* SHORT EXERCISE A
Print the rows below verbatim, beginning with the first row and continuing through the row that contains "pixel 646 49".

— start of TEXT EXCERPT —

Just because a purple dinosaur says so doesn’t mean it’s going to happen no matter how many times we repeat this. Sharing is just not in their vocabulary when they are 2 years old.
To the toddler there is no yours, mine and ours. It’s all mine! He is only just learning that things belong to people but has not grasped that others may also have ownership of certain items. They label everything as mine. My mommy, my teddy, my bed, my chair but also things that belong to others, like mom’s keys and dad’s phone or the slide at Toptots. Mine is his favourite word.
This does not mean that he is doomed to being selfish, grabbing what belongs to others. He is learning to stand up for his rights. This is not only normal but essential in the road to learning to share. You must remember that his world revolves around him so owning comes long before sharing. He will offer mom a bite of his biscuit or give his teddy to his sister that’s crying to console her. This is more empathy then actual sharing.

— end of TEXT EXCERPT —

* SHORT EXERCISE B
Output the passage on toddlers and sharing verbatim, starting with "To the toddler" and going on through "then actual sharing.".

— start of RECORDS FOR PROCESSING —

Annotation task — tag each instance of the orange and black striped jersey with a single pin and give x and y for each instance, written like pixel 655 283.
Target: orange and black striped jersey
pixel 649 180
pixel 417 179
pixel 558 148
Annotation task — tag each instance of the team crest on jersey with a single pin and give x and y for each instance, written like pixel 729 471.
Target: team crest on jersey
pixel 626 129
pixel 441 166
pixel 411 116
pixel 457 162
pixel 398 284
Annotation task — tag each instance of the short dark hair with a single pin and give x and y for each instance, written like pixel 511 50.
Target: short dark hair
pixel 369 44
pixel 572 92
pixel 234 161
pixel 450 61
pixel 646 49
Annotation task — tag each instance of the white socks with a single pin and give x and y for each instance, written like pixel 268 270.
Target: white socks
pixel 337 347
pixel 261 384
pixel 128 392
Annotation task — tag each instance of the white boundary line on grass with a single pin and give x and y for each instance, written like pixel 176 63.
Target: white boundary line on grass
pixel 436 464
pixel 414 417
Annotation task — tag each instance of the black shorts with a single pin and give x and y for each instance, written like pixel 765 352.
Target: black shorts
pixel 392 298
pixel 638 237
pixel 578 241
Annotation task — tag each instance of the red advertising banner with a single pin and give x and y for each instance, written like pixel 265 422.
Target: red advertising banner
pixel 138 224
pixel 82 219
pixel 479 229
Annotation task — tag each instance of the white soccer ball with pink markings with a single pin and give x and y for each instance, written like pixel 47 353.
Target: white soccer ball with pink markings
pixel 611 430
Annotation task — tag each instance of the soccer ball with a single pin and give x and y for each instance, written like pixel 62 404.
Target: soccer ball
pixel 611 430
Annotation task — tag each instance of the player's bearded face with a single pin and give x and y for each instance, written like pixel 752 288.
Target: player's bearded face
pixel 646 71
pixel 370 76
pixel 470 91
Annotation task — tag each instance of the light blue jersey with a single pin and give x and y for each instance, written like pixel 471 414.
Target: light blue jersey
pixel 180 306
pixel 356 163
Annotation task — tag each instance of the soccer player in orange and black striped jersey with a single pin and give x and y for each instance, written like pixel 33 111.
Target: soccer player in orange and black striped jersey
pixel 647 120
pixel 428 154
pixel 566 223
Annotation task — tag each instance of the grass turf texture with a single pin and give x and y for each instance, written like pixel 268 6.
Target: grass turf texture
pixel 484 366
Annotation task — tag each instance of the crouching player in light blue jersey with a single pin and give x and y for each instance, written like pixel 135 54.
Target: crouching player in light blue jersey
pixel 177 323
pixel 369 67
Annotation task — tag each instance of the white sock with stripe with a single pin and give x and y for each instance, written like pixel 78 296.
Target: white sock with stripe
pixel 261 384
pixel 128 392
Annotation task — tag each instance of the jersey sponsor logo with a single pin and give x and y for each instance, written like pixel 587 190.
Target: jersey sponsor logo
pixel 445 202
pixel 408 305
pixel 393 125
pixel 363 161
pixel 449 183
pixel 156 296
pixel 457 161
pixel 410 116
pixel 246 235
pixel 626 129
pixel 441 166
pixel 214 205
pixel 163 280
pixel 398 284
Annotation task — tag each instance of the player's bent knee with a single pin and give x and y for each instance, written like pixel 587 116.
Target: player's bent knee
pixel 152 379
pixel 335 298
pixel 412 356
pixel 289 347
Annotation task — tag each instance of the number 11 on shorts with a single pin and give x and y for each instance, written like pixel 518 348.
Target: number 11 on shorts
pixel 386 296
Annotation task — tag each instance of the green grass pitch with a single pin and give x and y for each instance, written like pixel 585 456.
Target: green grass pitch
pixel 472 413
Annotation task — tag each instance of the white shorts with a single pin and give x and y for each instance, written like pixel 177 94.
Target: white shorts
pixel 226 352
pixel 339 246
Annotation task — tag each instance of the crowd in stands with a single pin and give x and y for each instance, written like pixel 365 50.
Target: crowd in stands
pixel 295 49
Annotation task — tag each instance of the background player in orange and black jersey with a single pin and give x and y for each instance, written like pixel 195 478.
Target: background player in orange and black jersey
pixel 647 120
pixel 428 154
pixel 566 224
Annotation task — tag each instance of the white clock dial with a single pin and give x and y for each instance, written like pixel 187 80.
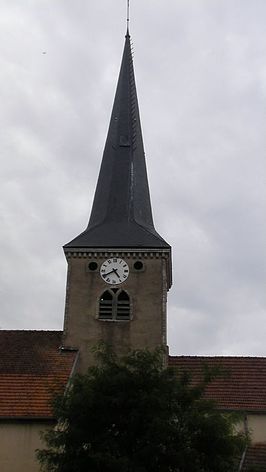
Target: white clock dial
pixel 114 271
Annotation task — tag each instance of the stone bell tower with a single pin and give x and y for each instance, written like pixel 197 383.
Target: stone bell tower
pixel 119 268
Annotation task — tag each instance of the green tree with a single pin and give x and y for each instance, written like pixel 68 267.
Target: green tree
pixel 132 415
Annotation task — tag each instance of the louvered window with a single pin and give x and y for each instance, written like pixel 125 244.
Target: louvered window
pixel 123 306
pixel 114 305
pixel 106 306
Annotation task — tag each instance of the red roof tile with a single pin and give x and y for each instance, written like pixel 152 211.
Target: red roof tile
pixel 255 458
pixel 31 367
pixel 244 386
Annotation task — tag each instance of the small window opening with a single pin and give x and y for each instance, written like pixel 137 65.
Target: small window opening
pixel 123 306
pixel 106 306
pixel 114 305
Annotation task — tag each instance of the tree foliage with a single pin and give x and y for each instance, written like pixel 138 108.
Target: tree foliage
pixel 132 415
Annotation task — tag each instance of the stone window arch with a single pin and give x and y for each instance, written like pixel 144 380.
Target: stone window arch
pixel 114 304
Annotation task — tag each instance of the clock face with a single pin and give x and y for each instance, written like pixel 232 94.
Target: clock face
pixel 114 271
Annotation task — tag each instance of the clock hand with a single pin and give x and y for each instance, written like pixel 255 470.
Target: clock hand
pixel 108 273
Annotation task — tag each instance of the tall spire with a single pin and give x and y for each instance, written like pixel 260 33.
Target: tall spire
pixel 121 215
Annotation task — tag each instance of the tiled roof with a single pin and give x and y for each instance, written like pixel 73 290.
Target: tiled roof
pixel 31 367
pixel 255 458
pixel 242 388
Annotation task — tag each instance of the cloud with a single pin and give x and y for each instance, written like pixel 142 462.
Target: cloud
pixel 200 69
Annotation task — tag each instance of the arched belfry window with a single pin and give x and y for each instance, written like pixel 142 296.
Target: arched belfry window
pixel 106 306
pixel 114 305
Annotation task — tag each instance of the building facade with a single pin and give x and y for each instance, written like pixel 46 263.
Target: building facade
pixel 119 274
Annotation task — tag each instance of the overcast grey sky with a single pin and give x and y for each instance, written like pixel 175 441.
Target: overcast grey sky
pixel 200 68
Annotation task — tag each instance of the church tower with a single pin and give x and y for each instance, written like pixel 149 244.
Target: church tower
pixel 119 268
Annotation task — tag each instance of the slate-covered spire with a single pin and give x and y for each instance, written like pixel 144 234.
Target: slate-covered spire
pixel 121 215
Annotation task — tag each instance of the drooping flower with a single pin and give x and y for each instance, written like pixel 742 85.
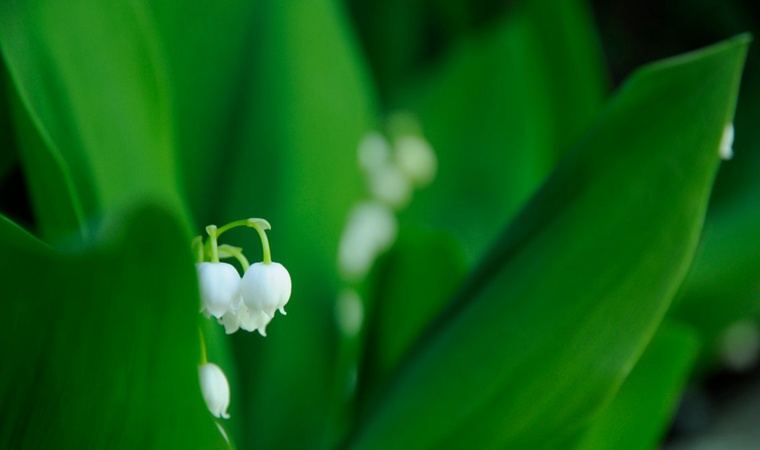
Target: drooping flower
pixel 266 287
pixel 215 389
pixel 219 287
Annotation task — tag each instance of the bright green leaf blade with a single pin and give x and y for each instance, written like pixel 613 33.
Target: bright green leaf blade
pixel 722 285
pixel 564 40
pixel 426 266
pixel 569 298
pixel 97 92
pixel 55 202
pixel 487 119
pixel 642 410
pixel 208 46
pixel 308 106
pixel 105 341
pixel 7 144
pixel 515 96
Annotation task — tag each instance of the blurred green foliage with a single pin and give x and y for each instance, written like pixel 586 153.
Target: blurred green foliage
pixel 526 301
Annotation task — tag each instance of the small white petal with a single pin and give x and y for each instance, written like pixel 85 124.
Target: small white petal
pixel 219 287
pixel 727 142
pixel 250 321
pixel 416 159
pixel 231 321
pixel 215 389
pixel 266 287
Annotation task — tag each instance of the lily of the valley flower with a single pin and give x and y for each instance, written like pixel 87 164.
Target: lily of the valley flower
pixel 248 303
pixel 215 389
pixel 219 287
pixel 246 319
pixel 266 287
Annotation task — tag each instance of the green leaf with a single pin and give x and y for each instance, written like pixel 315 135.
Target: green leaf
pixel 55 203
pixel 103 336
pixel 208 46
pixel 721 287
pixel 515 99
pixel 423 265
pixel 7 144
pixel 548 328
pixel 295 164
pixel 642 410
pixel 97 95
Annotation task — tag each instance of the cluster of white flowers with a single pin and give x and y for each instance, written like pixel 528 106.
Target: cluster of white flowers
pixel 394 165
pixel 249 302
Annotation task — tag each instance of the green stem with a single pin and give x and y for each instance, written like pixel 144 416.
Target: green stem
pixel 212 235
pixel 198 249
pixel 204 358
pixel 260 225
pixel 236 253
pixel 231 225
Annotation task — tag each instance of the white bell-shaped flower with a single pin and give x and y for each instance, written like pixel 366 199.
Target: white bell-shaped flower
pixel 266 287
pixel 219 288
pixel 215 389
pixel 245 319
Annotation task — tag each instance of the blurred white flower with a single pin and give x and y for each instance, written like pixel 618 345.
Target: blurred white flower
pixel 215 389
pixel 219 288
pixel 416 159
pixel 370 230
pixel 727 142
pixel 266 287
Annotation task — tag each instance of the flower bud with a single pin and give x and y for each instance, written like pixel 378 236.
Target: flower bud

— end of RECORDS FOR PROCESSING —

* WORKED SOLUTION A
Annotation task — tag each instance of the orange and black striped jersey with a single pin and give x and y for each instance, written like pixel 655 283.
Target: orange and black striped jersey
pixel 649 180
pixel 417 179
pixel 558 148
Annotation task — tag each instance of the team crest on jersey with a single pin and give x and y for each instance, written like pixel 729 471.
Target: team crest on jersey
pixel 626 129
pixel 441 166
pixel 411 116
pixel 457 162
pixel 398 284
Annotation task — tag each instance of the short dark hair with a single pin and give x and y for each instance, written like pixel 511 50.
Target: short dark hair
pixel 369 44
pixel 572 92
pixel 234 161
pixel 450 61
pixel 646 49

* WORKED SOLUTION B
To the toddler there is no yours, mine and ours. It’s all mine! He is only just learning that things belong to people but has not grasped that others may also have ownership of certain items. They label everything as mine. My mommy, my teddy, my bed, my chair but also things that belong to others, like mom’s keys and dad’s phone or the slide at Toptots. Mine is his favourite word.
This does not mean that he is doomed to being selfish, grabbing what belongs to others. He is learning to stand up for his rights. This is not only normal but essential in the road to learning to share. You must remember that his world revolves around him so owning comes long before sharing. He will offer mom a bite of his biscuit or give his teddy to his sister that’s crying to console her. This is more empathy then actual sharing.